Part of a data file:

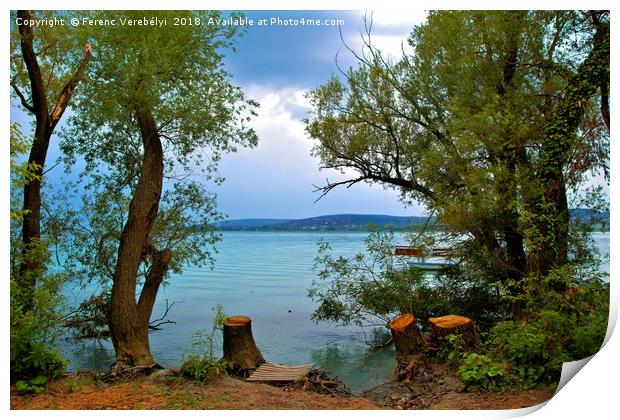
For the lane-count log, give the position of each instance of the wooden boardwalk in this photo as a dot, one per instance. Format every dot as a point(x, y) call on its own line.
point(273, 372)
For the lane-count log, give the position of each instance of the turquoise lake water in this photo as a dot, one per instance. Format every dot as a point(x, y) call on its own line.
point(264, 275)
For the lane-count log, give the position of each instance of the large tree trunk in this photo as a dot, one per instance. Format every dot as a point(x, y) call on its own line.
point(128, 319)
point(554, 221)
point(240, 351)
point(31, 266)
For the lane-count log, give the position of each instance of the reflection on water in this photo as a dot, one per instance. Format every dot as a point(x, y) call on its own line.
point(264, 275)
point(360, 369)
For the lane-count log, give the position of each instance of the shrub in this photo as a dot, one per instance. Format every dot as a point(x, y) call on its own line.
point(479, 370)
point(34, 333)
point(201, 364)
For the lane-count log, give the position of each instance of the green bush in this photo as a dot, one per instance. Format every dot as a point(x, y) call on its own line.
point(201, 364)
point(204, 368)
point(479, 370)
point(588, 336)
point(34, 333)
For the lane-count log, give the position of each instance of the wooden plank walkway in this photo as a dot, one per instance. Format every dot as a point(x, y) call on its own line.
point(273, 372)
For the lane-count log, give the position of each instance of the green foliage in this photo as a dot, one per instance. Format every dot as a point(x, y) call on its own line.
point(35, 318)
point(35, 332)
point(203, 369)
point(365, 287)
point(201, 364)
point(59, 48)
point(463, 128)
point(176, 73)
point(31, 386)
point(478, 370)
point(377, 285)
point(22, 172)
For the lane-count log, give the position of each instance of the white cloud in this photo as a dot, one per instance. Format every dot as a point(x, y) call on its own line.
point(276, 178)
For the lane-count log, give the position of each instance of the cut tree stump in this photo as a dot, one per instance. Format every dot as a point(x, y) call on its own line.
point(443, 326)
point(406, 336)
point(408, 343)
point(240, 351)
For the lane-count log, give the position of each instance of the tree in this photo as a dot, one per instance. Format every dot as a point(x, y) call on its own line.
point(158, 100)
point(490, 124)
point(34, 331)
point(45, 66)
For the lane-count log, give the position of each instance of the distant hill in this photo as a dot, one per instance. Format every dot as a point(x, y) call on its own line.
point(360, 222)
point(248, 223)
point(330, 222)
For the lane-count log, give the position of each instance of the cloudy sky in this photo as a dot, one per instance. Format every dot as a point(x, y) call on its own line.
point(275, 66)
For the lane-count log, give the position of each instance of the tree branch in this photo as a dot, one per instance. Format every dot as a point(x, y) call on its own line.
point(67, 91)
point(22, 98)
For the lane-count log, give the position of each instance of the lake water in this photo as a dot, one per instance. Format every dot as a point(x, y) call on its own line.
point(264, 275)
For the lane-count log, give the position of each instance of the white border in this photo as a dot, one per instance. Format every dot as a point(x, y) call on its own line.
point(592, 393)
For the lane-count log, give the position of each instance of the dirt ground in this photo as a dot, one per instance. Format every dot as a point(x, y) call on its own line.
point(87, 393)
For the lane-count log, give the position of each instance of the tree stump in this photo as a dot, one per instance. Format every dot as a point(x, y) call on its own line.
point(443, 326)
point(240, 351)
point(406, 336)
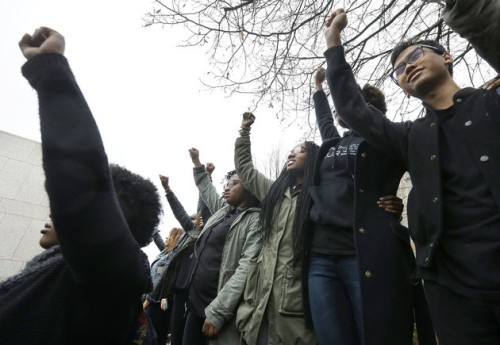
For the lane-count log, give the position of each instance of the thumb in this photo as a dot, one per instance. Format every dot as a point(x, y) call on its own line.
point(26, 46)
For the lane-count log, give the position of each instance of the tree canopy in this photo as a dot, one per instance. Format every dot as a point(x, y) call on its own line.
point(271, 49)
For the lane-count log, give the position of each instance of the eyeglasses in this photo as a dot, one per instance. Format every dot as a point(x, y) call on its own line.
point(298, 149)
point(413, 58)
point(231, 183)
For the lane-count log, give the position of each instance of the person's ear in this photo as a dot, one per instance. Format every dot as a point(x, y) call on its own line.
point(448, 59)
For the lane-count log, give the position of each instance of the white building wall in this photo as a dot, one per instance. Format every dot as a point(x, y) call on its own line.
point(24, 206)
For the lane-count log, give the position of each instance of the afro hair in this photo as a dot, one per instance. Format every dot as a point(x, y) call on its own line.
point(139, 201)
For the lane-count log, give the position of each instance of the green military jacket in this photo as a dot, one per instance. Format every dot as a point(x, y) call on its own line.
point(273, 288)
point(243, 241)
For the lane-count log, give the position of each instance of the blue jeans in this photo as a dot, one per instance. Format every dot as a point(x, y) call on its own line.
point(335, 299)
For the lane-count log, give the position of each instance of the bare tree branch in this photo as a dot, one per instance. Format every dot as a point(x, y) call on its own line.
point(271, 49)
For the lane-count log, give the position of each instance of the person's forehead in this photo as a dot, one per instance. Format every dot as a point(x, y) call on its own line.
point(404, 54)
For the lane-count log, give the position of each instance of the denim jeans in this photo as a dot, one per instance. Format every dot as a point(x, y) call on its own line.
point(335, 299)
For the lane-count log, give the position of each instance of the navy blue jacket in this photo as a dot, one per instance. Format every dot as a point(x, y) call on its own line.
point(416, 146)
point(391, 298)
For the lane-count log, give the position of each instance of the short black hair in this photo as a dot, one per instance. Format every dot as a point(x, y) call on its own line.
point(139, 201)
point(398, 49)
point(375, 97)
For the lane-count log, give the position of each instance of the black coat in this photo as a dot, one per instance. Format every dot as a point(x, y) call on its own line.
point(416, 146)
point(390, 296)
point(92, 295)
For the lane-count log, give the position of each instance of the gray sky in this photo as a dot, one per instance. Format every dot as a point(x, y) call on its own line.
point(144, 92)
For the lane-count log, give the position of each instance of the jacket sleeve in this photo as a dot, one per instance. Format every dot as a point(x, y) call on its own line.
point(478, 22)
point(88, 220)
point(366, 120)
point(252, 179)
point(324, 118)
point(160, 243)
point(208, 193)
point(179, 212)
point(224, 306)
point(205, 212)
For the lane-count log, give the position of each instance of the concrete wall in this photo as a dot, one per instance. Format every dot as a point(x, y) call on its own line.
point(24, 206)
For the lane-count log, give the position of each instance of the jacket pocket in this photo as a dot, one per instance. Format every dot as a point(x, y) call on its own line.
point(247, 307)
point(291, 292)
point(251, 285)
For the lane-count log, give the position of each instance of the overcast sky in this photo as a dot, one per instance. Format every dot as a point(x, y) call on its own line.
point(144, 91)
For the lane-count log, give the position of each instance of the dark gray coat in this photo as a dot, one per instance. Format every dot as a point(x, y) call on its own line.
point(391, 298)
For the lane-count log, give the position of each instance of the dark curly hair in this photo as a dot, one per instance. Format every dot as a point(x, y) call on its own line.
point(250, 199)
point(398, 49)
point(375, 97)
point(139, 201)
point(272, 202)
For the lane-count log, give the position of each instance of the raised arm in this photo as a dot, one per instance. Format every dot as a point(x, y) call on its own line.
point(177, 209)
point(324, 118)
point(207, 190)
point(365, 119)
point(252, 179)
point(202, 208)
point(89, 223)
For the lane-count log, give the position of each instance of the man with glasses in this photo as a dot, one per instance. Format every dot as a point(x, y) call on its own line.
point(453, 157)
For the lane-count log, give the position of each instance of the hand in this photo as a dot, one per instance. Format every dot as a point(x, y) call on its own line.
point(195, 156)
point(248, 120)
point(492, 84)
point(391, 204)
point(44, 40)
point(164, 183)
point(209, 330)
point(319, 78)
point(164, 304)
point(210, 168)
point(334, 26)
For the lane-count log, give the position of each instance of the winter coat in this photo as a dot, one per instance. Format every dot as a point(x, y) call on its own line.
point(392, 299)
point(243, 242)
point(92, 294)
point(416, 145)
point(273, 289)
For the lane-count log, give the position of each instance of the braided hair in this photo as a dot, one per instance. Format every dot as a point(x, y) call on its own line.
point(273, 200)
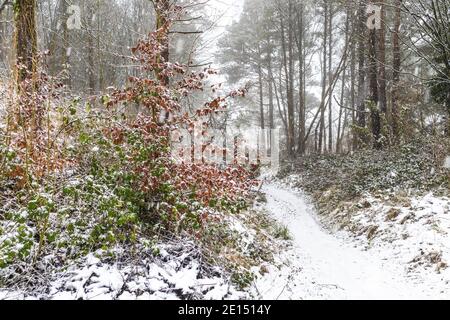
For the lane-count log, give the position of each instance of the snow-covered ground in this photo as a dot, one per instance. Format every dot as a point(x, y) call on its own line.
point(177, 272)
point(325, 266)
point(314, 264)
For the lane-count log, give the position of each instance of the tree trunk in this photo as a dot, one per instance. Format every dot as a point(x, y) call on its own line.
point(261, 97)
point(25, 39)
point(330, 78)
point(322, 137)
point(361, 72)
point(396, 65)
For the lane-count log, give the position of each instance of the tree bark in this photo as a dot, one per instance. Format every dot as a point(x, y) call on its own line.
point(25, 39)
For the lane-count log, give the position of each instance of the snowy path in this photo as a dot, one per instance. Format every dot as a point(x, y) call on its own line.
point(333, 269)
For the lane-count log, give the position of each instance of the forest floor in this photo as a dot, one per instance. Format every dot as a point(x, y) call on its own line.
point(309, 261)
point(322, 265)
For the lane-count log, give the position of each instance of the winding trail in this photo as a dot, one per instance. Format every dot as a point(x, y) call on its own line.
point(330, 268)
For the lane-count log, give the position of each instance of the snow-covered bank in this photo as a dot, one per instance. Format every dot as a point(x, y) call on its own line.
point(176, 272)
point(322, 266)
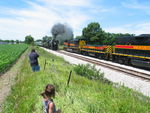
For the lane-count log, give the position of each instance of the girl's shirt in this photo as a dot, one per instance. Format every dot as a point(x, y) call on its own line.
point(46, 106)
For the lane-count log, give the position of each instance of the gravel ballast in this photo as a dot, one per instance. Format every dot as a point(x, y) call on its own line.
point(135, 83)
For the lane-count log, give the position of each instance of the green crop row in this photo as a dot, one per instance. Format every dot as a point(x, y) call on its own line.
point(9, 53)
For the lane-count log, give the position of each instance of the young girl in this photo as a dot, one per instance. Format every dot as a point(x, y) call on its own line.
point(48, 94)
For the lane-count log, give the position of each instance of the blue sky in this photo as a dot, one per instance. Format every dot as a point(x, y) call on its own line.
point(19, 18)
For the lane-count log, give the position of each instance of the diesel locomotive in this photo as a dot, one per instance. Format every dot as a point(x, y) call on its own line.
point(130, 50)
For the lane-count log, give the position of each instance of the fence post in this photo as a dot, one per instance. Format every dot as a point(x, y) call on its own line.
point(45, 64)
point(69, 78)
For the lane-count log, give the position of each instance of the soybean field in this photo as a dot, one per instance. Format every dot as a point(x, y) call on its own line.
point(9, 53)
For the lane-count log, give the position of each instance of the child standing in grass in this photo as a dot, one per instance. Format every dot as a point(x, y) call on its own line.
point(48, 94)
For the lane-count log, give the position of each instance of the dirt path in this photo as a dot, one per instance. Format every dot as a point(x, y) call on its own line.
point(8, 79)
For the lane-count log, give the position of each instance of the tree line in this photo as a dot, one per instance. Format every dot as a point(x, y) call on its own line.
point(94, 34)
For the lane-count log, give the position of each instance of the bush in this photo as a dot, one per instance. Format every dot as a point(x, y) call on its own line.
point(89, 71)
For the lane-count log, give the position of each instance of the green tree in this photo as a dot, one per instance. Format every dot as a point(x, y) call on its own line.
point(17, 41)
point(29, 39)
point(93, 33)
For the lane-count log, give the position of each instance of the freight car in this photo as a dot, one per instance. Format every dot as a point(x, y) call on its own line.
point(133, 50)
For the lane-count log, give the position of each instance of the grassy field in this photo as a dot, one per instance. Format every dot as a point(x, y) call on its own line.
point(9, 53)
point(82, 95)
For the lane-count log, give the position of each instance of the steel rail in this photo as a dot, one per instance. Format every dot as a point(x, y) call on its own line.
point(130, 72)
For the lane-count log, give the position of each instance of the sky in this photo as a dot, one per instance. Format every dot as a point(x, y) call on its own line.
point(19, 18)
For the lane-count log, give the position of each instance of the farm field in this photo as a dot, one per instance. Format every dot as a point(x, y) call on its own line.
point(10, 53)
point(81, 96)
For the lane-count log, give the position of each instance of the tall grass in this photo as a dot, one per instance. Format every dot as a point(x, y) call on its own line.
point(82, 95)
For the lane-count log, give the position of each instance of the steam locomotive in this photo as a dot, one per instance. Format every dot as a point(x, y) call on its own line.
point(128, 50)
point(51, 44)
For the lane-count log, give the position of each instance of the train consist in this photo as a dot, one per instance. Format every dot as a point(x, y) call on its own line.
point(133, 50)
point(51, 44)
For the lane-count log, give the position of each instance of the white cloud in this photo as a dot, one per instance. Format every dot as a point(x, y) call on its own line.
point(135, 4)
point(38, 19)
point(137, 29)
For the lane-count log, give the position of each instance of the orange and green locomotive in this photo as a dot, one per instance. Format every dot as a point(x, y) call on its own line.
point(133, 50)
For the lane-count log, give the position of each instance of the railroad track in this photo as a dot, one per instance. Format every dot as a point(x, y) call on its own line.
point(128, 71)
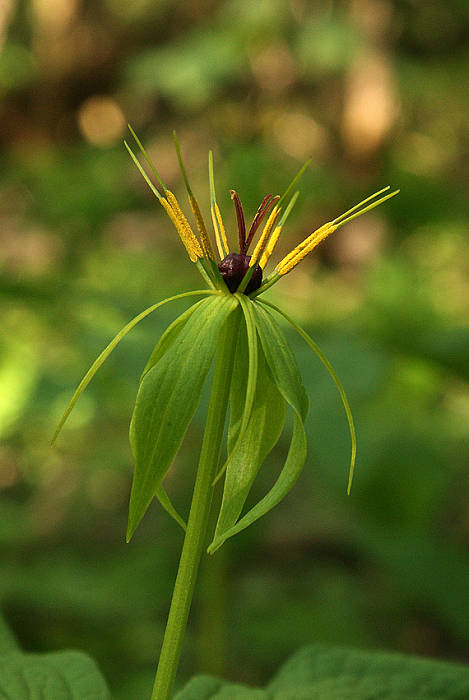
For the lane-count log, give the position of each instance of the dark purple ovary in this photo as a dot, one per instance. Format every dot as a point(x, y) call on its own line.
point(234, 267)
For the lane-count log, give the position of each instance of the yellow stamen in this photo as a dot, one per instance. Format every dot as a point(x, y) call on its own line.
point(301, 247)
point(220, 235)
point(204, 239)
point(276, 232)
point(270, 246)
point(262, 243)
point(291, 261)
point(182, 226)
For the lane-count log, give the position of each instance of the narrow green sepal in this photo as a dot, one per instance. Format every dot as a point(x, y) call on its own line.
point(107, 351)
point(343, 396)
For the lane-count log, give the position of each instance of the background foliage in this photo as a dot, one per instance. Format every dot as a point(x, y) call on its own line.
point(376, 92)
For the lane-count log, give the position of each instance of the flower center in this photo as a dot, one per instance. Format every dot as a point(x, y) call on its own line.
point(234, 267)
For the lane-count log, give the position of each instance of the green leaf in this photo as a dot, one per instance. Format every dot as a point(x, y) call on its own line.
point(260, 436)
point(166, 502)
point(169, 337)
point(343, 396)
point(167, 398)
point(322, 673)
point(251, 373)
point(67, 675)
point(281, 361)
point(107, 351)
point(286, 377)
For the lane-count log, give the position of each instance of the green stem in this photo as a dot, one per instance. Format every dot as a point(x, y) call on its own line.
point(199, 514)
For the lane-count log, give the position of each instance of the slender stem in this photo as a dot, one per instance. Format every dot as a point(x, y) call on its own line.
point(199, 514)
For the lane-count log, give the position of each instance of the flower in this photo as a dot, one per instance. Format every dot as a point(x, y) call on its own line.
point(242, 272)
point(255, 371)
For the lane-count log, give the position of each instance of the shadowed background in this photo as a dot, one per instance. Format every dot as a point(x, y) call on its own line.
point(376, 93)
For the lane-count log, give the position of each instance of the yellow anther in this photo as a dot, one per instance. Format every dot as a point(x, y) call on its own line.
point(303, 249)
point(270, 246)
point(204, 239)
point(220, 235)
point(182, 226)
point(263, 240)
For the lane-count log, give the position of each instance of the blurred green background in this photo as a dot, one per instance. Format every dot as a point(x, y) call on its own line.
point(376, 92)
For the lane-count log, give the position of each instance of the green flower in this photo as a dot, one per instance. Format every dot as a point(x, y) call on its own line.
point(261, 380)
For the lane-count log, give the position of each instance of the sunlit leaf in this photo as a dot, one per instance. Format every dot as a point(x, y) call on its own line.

WHAT THE TASK REQUIRES:
Output the data from its beginning up to and including the line containing "point(31, 266)" as a Markdown table with the columns Row and Line, giving each line its row number. Skip blank lines and leave the pictures out.

RESPONSE TO THIS EXERCISE:
| Row | Line |
|---|---|
| 1 | For the lane-count log, give the position of each instance of the wooden boardwalk in this photo as a dot, one per instance. Format every dot as a point(x, y) call on its own line. |
| 2 | point(273, 372) |
| 3 | For the lane-count log, give the position of each instance of the turquoise lake water in this photo as a dot, one per instance. Format every dot as a point(x, y) call on its own line. |
| 4 | point(264, 275) |
| 5 | For the lane-count log, give the position of each instance of the large tree trunk in this photo as a dot, one per instance. Format every dot as a point(x, y) call on its own line. |
| 6 | point(128, 319) |
| 7 | point(554, 221) |
| 8 | point(240, 351) |
| 9 | point(31, 266) |